Excerpt from a dataset
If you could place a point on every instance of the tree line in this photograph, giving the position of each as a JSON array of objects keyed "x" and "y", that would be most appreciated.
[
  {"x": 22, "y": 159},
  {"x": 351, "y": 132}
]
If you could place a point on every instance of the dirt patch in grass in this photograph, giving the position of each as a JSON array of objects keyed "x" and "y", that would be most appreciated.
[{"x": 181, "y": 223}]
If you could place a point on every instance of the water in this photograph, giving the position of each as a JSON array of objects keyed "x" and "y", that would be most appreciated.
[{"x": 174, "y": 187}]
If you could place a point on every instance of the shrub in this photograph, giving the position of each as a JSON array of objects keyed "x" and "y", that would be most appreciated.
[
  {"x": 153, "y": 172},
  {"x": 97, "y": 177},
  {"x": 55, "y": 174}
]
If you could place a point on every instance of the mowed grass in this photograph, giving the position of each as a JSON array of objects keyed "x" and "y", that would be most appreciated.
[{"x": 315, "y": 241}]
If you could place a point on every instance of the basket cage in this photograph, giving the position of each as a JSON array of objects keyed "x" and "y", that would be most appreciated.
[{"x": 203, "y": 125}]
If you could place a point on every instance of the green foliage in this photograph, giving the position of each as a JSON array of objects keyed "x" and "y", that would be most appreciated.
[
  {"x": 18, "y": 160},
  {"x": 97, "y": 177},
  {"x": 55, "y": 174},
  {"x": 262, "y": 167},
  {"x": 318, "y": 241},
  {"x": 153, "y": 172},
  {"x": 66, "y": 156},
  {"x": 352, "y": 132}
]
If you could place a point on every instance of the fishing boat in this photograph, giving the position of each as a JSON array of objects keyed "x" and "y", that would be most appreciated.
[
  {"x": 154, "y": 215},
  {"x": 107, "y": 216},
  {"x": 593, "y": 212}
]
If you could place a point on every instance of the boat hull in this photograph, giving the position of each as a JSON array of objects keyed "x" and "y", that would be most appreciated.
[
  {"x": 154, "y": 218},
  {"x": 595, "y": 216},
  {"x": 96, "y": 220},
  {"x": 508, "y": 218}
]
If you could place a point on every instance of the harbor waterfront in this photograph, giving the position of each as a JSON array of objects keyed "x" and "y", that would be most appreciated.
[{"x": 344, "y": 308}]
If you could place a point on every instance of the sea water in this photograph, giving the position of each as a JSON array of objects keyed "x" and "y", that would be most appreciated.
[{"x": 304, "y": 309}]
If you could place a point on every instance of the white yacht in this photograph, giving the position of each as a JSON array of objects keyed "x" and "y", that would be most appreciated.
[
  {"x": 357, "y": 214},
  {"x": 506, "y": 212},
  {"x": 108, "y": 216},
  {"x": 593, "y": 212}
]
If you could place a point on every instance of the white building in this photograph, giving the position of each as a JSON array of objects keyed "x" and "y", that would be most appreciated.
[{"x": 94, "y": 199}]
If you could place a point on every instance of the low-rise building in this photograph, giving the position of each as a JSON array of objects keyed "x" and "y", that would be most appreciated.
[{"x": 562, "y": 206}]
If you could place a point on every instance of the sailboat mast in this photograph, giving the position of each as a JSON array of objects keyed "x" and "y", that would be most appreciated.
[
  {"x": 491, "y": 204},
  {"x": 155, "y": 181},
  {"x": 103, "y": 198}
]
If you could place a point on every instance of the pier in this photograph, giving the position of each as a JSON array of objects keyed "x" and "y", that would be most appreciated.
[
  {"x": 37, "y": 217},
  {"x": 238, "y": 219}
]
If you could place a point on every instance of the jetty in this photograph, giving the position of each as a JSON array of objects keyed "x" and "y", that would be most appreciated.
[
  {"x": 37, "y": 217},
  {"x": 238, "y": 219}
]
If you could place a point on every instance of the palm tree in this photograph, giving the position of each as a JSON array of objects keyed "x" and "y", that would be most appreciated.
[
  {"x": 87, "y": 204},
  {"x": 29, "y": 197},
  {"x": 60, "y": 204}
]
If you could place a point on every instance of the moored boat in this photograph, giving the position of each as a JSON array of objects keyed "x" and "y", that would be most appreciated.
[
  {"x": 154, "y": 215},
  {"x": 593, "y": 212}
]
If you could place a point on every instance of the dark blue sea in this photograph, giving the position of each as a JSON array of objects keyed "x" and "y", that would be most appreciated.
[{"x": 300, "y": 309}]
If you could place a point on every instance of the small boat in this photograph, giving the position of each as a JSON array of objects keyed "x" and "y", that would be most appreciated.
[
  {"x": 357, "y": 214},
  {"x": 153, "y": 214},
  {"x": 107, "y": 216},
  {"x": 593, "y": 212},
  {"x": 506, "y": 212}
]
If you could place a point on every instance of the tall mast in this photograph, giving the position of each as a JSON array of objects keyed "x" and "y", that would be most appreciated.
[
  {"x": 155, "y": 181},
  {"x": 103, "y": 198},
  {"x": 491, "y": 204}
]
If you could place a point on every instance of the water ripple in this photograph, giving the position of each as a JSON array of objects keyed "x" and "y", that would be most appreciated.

### Problem to work on
Copy out every one of the records above, word for word, with no changes.

### Result for this exercise
If you could place a point on every instance of the tree line in this photograph, giving the position of each as a JSON array of objects keyed "x" and "y", that would be most appreciated.
[
  {"x": 22, "y": 159},
  {"x": 351, "y": 132}
]
If you could place a point on every instance of the dirt patch in grass in this photograph, giving the position of each as a JSON array of objects keyed "x" and "y", that would be most appreciated.
[{"x": 181, "y": 223}]
If you could place a point on every instance of the water in this photograph, giving the position of each as a JSON array of objects keyed "x" and "y", that would be most appreciated.
[{"x": 174, "y": 187}]
If you could place a point on every instance of the shrub in this photograph, giving the position of each as a JSON array of objects keyed "x" and "y", that would be most appreciated.
[
  {"x": 153, "y": 172},
  {"x": 97, "y": 177},
  {"x": 55, "y": 174}
]
If you could place a point on every instance of the mowed grass in this photograph, giving the position of each as a JSON array of objects keyed "x" and "y", that would be most appreciated.
[{"x": 315, "y": 241}]
If you could place a point on every instance of the basket cage in this photograph, giving the position of each as a JSON array of objects keyed "x" and "y", that would be most appreciated.
[{"x": 203, "y": 125}]
If you could place a point on every instance of the green foliage in this photograph, giving the position of each as a JSON array of objects keyed "x" and "y", that would be most appreciated.
[
  {"x": 18, "y": 160},
  {"x": 97, "y": 177},
  {"x": 55, "y": 174},
  {"x": 262, "y": 167},
  {"x": 318, "y": 241},
  {"x": 153, "y": 172},
  {"x": 66, "y": 156},
  {"x": 352, "y": 132}
]
If you could place a point on every instance of the fishing boat in this photograph, giving the position of each as a JSON array of objects keyed "x" and "y", that would be most appreciated.
[
  {"x": 154, "y": 215},
  {"x": 107, "y": 216},
  {"x": 593, "y": 212}
]
If you could place a point on every instance of the boat hull in this photograph, giving the position of each as a JSON array of objects keyed "x" and "y", that would be most appreciated.
[
  {"x": 154, "y": 218},
  {"x": 595, "y": 216},
  {"x": 96, "y": 220},
  {"x": 508, "y": 218}
]
If you could place a point on every instance of the harbor waterfront in this photograph, giving the position of each as a JSON array of objects keyed "x" and "y", that would be most appreciated.
[{"x": 344, "y": 308}]
If you could place a point on every instance of the sea water in this photograph, giving the position of each as a JSON array of objects keyed "x" and "y", that would be most appreciated.
[{"x": 304, "y": 309}]
If you could place a point on every instance of the white yacht in this photograph, giving the position of each as a JSON array of objects keyed "x" and "y", that would be most appreciated.
[
  {"x": 357, "y": 214},
  {"x": 506, "y": 212},
  {"x": 108, "y": 216},
  {"x": 593, "y": 212}
]
If you could place a point on every instance of the white building in this photograph, giving the position of each as a JSON array of objects keyed "x" and "y", that would be most appreciated.
[{"x": 94, "y": 199}]
If you could place a point on every instance of the low-rise building in this photograph, giving the position of each as a JSON array of objects keyed "x" and "y", that would be most appreciated.
[{"x": 562, "y": 206}]
If you could place a point on every instance of the sailboat mast in this photograph, giving the position of each as a JSON array of objects keyed "x" and "y", that would be most appreciated.
[
  {"x": 491, "y": 204},
  {"x": 155, "y": 181},
  {"x": 103, "y": 198}
]
If you could place a point on every instance of the pier in this photograph, giving the position of each as a JSON array of objects keyed "x" and "y", that would be most appreciated.
[
  {"x": 37, "y": 217},
  {"x": 238, "y": 219}
]
If you could place a point on every instance of the jetty in this photograph, giving the position of each as a JSON array of objects keyed "x" and "y", that would be most appreciated.
[
  {"x": 37, "y": 217},
  {"x": 238, "y": 219}
]
If you could place a point on every instance of the palm tree in this photograph, giving the position of each as a JSON array of objects keyed "x" and "y", that would be most appreciated.
[
  {"x": 87, "y": 204},
  {"x": 29, "y": 197},
  {"x": 60, "y": 204}
]
If you could place a point on every instance of the moored boat in this photograph, giving the position of each as a JSON array of objects keyed "x" and "y", that would be most appreciated.
[
  {"x": 154, "y": 215},
  {"x": 593, "y": 212}
]
If you could place a point on every instance of the dark blue sea in this photograph, giving the position of each as a JSON array of objects keyed "x" and "y", that would be most appreciated.
[{"x": 300, "y": 309}]
If you could place a point on every instance of the small boat in this photograph, giving the position of each as a JSON array of objects keyed "x" and "y", that would be most appreciated.
[
  {"x": 357, "y": 214},
  {"x": 153, "y": 214},
  {"x": 107, "y": 216},
  {"x": 593, "y": 212},
  {"x": 506, "y": 212}
]
If you could place a point on every instance of the tall mast in this photograph, giving the position of each as a JSON array of objects keyed "x" and "y", that would be most appreciated.
[
  {"x": 155, "y": 181},
  {"x": 103, "y": 198},
  {"x": 491, "y": 204}
]
If you could place a point on every instance of the water ripple in this photograph, giving the position of each as a JSON array of objects keyed "x" and "y", that would be most appreciated.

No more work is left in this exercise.